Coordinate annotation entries
▬▬▬
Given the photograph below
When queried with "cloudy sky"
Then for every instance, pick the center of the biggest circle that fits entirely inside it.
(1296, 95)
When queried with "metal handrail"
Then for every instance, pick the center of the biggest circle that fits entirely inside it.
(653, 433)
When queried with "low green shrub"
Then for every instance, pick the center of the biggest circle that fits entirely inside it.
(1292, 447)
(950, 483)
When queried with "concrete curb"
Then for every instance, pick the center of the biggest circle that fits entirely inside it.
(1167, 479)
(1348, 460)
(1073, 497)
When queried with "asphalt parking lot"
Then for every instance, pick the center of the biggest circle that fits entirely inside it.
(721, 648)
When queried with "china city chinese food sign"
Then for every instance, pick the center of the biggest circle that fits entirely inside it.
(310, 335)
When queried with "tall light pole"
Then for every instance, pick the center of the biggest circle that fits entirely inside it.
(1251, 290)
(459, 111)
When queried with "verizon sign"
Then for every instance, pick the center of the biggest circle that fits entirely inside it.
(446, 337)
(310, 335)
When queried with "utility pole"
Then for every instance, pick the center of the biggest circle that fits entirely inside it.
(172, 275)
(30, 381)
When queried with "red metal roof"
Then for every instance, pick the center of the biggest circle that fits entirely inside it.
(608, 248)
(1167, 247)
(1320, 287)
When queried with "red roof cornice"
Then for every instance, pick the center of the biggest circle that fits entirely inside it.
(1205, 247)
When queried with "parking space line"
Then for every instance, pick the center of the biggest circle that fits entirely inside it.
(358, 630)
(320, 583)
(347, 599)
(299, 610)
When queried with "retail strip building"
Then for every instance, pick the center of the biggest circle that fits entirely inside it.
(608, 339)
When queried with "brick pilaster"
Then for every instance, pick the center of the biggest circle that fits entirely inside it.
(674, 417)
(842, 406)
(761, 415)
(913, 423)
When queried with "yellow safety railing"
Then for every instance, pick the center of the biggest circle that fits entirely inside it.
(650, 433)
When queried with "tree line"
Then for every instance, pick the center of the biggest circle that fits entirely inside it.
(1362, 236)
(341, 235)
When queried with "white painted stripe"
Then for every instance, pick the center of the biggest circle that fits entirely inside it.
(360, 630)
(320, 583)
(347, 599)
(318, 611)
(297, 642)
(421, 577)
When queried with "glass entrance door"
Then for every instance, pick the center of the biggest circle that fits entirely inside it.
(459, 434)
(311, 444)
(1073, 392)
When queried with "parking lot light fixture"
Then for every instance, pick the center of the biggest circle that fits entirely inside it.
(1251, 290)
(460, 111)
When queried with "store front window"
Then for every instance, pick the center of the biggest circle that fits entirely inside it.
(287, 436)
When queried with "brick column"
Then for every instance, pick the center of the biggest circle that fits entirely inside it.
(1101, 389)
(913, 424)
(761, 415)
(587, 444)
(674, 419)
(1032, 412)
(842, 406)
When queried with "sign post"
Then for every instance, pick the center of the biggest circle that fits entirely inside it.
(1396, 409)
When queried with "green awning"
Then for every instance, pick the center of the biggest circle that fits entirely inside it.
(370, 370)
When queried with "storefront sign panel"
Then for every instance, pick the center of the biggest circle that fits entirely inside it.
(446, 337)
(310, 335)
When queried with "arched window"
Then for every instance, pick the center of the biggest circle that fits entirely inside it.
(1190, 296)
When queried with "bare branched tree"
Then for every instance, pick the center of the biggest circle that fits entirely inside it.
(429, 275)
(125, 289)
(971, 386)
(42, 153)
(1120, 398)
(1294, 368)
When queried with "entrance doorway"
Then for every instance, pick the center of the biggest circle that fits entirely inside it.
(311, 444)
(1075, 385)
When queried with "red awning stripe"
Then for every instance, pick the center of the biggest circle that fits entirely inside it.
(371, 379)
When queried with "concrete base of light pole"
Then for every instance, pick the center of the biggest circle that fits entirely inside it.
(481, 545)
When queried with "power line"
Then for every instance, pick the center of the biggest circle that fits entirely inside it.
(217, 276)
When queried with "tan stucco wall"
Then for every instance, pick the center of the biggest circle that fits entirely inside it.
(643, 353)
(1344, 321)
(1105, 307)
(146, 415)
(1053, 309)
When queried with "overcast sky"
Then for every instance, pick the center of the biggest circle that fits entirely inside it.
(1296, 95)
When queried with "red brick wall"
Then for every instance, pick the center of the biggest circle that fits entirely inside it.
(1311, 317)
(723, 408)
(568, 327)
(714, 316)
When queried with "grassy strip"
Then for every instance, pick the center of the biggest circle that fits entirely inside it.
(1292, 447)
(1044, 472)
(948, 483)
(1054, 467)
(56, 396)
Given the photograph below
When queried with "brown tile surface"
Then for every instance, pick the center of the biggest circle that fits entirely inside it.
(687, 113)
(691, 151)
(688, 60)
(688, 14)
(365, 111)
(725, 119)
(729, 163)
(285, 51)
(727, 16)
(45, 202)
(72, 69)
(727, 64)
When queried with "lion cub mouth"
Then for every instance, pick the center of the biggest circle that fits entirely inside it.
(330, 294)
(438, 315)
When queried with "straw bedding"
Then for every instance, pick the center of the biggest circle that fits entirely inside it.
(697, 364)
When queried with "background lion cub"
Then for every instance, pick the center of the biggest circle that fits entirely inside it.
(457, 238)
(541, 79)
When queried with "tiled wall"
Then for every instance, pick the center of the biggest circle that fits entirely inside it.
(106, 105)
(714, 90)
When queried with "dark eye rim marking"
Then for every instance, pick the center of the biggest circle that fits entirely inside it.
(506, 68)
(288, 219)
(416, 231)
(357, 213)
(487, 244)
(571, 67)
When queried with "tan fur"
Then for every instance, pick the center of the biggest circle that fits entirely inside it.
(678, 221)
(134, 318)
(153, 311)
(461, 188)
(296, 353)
▬▬▬
**Exercise aim:**
Retype the records above exactly.

**Response to this exercise:**
Given the photograph below
When queried with "cloudy sky"
Then for every instance, pick the center of the biggest circle that fits entirely inside it.
(1296, 95)
When queried with "metal handrail"
Then for every instance, pick the center of the biggest circle that fits entirely inside it.
(653, 433)
When queried with "low green shrub"
Then for every instance, pick the center of the biggest circle that fits entirely inside it.
(1292, 447)
(950, 483)
When queried with "concrete curb"
Then for every instance, pick the center of the biggest circle that fits entirely inside it.
(1167, 479)
(1348, 460)
(1073, 497)
When queried with "asphalt parking lot"
Then for every instance, pick the center of the biggest circle that fits entirely inside it.
(721, 648)
When queried with "china city chinese food sign"
Then for every instance, pick the center of the biggest circle that fits entirely inside it.
(310, 335)
When queried with "tall light pole"
Then for every instance, pick the center of the biggest circle that fits entirely inside it.
(1251, 290)
(459, 111)
When queried with "verizon sign"
Then for every instance, pick the center of the biggest circle that fits entirely inside it.
(446, 337)
(310, 335)
When queried with "utility pole"
Then for every instance, pick the center of the biggest circle that fits entirely inside it.
(172, 275)
(30, 381)
When queried with "red metal roof"
Then for every instance, pick the center of the biggest circle that fits entirely inside it.
(608, 248)
(1167, 247)
(1320, 287)
When queried with "red roof cornice"
Then for every instance, pick the center of the biggest circle that fits entirely inside it.
(1205, 247)
When queried with "parking space line"
Then for every instance, pick the center of the biggest circle that fits entirely inside it.
(358, 630)
(320, 583)
(347, 599)
(299, 610)
When queried with "retail strip building"
Then for every instance, pick the center of the biggest circle that fits entirely inside it.
(608, 339)
When queried with "brick pilaster"
Then for every instance, pick the center of the biggest circle that fits entirely inside it.
(674, 417)
(842, 406)
(761, 415)
(913, 423)
When queried with "yellow safety railing"
Then for every instance, pick the center of the biggest circle that fits entirely inside it.
(650, 433)
When queried with "tree line"
Then for every instance, pick the center of the biggest circle that fits entirely inside it.
(1362, 236)
(341, 235)
When queried with "white painted stripe"
Then for every instance, pick the center of the biggest circle that fits entirely inside it.
(360, 630)
(320, 583)
(347, 599)
(318, 611)
(297, 642)
(421, 577)
When queried with "glass entrance door"
Then for every instance, pick the center of the biggest circle that fits entirely inside it.
(459, 434)
(311, 444)
(1073, 392)
When queried with "parking lot light fixture"
Then for every instance, pick the center of the biggest circle that fits entirely inside it.
(1251, 290)
(460, 111)
When queried with "store front window"
Then for every instance, pick the center of the biggest circle that fits entirely inside it.
(287, 436)
When queried with "brick column"
Then for every instance, pick the center of the biggest circle that fits entirely inside it.
(1101, 389)
(913, 424)
(761, 415)
(587, 444)
(674, 419)
(1032, 412)
(842, 406)
When queried with "sign post"
Then for every instance, pick the center of the biggest circle that fits entirely inside it.
(1396, 409)
When queried with "green awning"
Then for every instance, pick the center of the biggest circle that fits entirely inside it.
(370, 370)
When queried with "storefront sign panel"
Then for every instance, pick the center of the biggest circle that fits entirely inside it.
(446, 337)
(310, 335)
When queried with "arched window"
Then for every instance, pick the center of the biggest circle that fits entirely inside it.
(1190, 296)
When queried with "bare branched tree"
Then for every instance, pick the center of the biggest circle that fits entirely inside it.
(429, 275)
(125, 289)
(971, 386)
(42, 153)
(1120, 398)
(1294, 368)
When queried with "entrance doorway"
Then for every instance, pick the center of the biggest circle that fits entirely inside it.
(311, 444)
(1075, 385)
When queried with "red awning stripe"
Then for every instance, pick the center of the biggest circle that fits entirely inside it.
(371, 379)
When queried with "concrete base of light pole"
Then for every instance, pick the center of the biggest circle that fits entirely inside it.
(481, 545)
When queried with "power line"
Then for every instance, pick the center of the biggest circle that fits entirely inside it.
(217, 276)
When queried with "tan stucco wall"
Then for every instance, pick the center of the biggest circle that fits entirely inside it.
(643, 353)
(1344, 321)
(1105, 307)
(146, 415)
(1053, 309)
When queried with "overcast sky"
Then for every instance, pick the center of the biggest circle that fits entirely inside it.
(1296, 95)
When queried with "red brick wall"
Then for every instance, pick the center of the biggest circle that fits entirely inside it.
(1311, 317)
(723, 408)
(568, 327)
(714, 316)
When queried with "grassy strip"
Then for every instance, pick the center of the biggest circle that fits entirely inside it.
(1292, 447)
(1044, 472)
(948, 483)
(1054, 467)
(56, 396)
Given the photograph below
When queried with "brown tile surface"
Then for every instance, pick the center of the biggest circle that fits entirely inside it.
(687, 113)
(691, 151)
(688, 60)
(688, 14)
(365, 111)
(725, 119)
(729, 163)
(285, 51)
(727, 16)
(45, 202)
(72, 69)
(727, 64)
When queried with "lion cub mouth"
Then for every instance, pick the center of the biggest circle that fits entirely inside it.
(330, 294)
(438, 315)
When queried with "straw bedding"
Then for every instance, pick the center of the biggest circle that fits entirely inside it.
(697, 364)
When queried with "background lion cub"
Then for every instance, pick the center of the biggest circle that fits entirely inside it.
(457, 238)
(541, 79)
When queried with "tiled wall"
Then for every instance, pick the center of the biggest circle that fits entirely inside it.
(106, 105)
(714, 90)
When queried with "dark eye rim marking"
Then for every instance, pick the center of the biggest circle that fits entirely inside it.
(506, 68)
(288, 219)
(416, 231)
(357, 213)
(487, 244)
(571, 67)
When queried with "tan fur"
Then for every instance, pick the center of the biggest circle that fits entirely inside it.
(678, 221)
(134, 318)
(153, 311)
(461, 188)
(296, 353)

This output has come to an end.